The high court allowed Texas’ Senate Bill 8 to take effect earlier this month in a 5-4 ruling for which Chief Justice John Roberts joined the three liberals. Though some critics say that move effectively overturned Roe v. Wade — the 1973 case that affirmed the right to abortion — the justices did not consider the constitutionality of the ban in their decision.

S.B. 8 not only bans abortion after six weeks — before many people know they are pregnant — without exceptions for rape or incest, it also empowers anti-choice vigilantes to enforce the law with the offer of a $10,000 “bounty,” which the U.S. Department of Justice has noted is part of an “unprecedented scheme” to make the law harder to challenge in court.

Thursday’s filing points out that since the justices’ decision to refrain from blocking the law and let it move through the judicial system, the U.S. Court of Appeals for the 5th Circuit Circuit has indicated that its position is “under circuit precedent, federal courts are powerless to preemptively block enforcement of a privately enforced state-law prohibition.”

The filing further notes that “although the 5th Circuit expedited the appeal, it will not hold argument until December at the earliest,” and asserts quicker action is needed, given that S.B. 8 is already interfering with the healthcare and rights of Texans and residents of neighboring states, whose clinics have seen an increase in demand since the law took effect.

Data listing
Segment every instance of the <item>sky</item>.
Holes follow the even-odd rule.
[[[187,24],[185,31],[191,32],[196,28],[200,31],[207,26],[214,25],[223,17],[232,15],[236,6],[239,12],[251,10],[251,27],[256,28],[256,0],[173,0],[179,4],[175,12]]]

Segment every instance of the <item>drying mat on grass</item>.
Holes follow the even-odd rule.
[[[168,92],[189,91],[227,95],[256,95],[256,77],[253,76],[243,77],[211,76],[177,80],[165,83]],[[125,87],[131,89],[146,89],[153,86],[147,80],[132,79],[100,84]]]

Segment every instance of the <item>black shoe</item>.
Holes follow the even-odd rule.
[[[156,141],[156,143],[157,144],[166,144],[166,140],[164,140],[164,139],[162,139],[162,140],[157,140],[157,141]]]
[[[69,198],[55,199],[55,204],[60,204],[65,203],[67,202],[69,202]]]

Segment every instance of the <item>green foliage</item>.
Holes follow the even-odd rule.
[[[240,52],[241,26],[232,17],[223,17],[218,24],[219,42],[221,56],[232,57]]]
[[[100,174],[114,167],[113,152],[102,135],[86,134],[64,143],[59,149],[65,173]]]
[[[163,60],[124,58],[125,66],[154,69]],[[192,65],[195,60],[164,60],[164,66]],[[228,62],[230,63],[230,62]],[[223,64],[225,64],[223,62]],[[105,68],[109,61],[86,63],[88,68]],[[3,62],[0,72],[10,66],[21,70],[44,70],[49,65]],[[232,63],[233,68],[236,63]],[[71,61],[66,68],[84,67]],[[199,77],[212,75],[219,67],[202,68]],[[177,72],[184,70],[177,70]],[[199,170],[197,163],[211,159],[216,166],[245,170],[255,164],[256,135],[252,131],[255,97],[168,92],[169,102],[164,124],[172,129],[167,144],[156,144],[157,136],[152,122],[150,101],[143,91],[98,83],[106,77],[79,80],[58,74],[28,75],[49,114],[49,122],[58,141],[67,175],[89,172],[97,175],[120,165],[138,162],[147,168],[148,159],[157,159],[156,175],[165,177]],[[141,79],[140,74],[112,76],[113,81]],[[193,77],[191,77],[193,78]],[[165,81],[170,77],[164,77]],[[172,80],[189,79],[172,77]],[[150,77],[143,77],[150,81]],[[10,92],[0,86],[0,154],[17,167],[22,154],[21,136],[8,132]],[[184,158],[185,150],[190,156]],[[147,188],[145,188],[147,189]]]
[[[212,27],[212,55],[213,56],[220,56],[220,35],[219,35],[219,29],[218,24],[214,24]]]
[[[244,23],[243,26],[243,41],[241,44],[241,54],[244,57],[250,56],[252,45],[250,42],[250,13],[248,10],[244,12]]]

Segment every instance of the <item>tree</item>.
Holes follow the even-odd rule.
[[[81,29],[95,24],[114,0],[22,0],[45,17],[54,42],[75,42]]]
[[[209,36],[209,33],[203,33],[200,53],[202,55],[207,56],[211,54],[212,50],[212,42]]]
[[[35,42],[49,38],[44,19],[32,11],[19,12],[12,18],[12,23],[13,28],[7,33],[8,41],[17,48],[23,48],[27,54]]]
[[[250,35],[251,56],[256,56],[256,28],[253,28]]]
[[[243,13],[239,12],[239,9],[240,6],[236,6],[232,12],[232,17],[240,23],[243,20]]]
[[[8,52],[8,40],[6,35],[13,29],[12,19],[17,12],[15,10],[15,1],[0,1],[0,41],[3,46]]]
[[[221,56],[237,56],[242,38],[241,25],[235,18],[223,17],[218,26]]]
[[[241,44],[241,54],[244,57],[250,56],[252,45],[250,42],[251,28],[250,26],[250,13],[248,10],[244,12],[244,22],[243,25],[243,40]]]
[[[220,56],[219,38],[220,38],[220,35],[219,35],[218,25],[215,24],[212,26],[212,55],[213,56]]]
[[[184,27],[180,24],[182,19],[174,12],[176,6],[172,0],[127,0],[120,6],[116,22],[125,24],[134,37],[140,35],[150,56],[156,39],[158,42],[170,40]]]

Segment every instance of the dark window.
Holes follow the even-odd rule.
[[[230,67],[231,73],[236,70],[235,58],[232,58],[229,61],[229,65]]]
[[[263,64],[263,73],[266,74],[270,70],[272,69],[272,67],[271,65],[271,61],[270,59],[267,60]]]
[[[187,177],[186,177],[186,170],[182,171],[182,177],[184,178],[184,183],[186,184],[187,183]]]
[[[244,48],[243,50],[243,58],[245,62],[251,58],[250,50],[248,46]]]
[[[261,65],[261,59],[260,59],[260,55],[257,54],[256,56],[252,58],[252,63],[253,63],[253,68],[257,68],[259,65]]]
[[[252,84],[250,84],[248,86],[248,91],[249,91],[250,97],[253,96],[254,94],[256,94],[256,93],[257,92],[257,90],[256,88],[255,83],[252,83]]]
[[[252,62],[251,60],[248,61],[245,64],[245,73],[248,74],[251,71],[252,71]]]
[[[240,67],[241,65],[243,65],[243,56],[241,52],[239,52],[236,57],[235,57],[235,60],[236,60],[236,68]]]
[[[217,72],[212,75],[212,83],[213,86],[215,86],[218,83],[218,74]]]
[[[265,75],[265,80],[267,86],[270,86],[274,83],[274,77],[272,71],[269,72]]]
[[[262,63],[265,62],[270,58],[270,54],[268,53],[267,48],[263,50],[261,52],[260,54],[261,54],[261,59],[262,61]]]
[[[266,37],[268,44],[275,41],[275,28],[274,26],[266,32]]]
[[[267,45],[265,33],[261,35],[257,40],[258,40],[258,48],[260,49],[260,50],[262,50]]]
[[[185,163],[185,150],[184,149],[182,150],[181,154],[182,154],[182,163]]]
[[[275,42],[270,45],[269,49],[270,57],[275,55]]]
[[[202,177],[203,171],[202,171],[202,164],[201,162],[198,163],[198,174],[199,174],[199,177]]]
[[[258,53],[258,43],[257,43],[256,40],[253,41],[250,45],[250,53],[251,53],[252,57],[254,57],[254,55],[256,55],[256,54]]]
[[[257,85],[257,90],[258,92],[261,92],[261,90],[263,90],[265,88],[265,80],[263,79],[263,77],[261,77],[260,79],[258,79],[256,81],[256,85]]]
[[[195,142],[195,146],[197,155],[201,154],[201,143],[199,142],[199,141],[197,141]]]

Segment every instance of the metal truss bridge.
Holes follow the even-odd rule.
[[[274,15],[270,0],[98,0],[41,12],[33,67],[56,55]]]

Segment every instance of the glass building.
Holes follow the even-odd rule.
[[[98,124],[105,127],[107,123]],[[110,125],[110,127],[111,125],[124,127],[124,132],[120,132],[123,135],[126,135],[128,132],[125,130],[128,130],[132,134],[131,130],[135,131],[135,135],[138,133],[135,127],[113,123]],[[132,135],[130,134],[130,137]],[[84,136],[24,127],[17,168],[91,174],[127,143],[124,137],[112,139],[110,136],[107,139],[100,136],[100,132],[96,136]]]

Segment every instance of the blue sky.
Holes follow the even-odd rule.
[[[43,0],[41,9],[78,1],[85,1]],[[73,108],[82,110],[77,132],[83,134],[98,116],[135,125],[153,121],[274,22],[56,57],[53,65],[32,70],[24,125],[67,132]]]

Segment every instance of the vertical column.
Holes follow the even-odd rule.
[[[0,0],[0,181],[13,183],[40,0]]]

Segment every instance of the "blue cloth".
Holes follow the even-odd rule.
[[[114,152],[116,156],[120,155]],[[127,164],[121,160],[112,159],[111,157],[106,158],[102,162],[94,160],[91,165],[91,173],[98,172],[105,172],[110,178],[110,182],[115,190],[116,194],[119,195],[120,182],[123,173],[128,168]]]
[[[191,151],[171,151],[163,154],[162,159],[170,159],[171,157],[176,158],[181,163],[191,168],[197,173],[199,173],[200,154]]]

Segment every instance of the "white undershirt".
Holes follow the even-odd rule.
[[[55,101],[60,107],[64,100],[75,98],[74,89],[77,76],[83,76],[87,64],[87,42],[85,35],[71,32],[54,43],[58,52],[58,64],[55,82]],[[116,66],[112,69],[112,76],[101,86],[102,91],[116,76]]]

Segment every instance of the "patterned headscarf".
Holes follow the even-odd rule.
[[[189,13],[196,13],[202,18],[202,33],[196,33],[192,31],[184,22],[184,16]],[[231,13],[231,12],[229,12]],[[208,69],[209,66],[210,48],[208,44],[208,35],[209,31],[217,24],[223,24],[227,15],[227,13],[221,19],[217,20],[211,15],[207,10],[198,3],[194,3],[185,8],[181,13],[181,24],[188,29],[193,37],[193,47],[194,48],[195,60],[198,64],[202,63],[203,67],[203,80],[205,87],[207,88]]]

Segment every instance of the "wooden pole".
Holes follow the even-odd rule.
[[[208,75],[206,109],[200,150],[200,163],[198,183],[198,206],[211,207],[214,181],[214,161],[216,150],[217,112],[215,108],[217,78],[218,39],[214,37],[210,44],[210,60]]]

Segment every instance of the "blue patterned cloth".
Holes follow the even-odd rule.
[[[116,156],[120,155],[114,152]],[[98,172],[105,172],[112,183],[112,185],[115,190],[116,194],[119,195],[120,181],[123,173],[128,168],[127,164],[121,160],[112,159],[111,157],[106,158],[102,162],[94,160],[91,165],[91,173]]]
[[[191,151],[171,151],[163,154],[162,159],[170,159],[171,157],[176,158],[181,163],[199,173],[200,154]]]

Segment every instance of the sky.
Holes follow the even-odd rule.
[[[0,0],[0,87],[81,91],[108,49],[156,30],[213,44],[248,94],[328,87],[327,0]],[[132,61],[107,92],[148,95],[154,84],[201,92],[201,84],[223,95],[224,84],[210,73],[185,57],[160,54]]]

Problem to work on
Answer these questions from the passage about Texas' Senate Bill 8 above:
1. After how many weeks does S.B. 8 ban abortion?
2. How much money does the law offer as a "bounty" to those who enforce it?
3. According to the filing, what is the earliest month the 5th Circuit will hold argument?

Answer space
1. Six weeks
2. $10,000
3. December